Pick out and copy every row below that contains the word "logo". Case counts.

## Provided records
╔══

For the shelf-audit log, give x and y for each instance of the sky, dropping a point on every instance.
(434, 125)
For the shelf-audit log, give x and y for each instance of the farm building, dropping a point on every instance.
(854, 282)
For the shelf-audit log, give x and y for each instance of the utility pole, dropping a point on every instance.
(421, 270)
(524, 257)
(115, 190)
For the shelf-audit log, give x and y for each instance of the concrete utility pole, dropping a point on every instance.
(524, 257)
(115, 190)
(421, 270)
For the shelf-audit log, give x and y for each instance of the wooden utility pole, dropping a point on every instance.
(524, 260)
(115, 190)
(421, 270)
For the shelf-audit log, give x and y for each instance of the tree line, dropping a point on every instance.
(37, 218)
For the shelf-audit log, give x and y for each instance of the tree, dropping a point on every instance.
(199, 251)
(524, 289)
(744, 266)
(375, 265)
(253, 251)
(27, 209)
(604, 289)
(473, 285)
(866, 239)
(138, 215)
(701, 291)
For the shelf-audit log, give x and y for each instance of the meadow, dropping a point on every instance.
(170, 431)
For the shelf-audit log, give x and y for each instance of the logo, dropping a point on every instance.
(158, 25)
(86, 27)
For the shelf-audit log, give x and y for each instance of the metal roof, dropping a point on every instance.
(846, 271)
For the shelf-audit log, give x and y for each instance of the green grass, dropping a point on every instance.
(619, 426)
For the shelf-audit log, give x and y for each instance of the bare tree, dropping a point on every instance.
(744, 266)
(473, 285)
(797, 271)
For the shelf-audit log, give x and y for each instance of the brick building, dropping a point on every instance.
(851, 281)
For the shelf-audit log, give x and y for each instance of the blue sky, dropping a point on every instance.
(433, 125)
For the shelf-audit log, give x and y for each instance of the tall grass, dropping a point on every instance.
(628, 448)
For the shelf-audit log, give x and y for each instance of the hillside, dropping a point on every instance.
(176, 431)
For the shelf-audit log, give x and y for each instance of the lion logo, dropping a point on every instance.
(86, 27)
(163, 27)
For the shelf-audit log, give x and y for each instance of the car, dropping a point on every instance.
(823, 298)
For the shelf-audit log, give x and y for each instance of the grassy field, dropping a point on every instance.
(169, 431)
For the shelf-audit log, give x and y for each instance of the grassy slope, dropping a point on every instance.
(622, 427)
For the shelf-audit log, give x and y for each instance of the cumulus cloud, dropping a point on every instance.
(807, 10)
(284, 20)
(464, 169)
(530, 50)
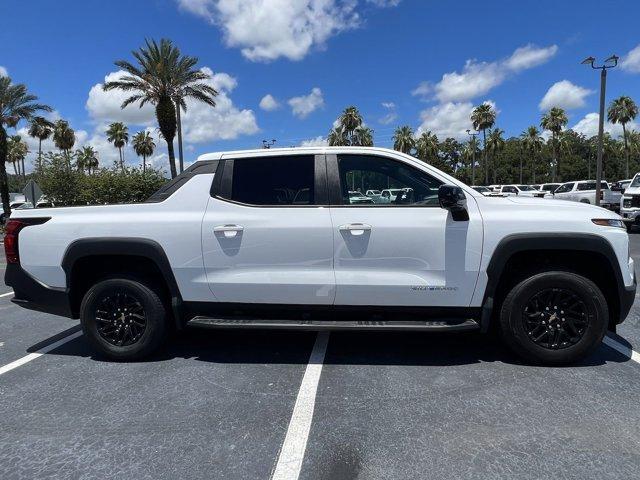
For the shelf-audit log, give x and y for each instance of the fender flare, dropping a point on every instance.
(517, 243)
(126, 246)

╚══
╔══

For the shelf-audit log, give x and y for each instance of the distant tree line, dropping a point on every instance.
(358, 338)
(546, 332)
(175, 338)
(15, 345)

╚══
╔══

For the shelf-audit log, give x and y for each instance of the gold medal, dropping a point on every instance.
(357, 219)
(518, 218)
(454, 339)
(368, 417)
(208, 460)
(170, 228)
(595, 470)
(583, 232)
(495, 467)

╚══

## Solution
For the shelf-audit log, give x and y for each instance of the logo, dropping a point on every instance.
For the shelf-audit log, give x and y for each instance of the lion logo, dropping a point on every instance.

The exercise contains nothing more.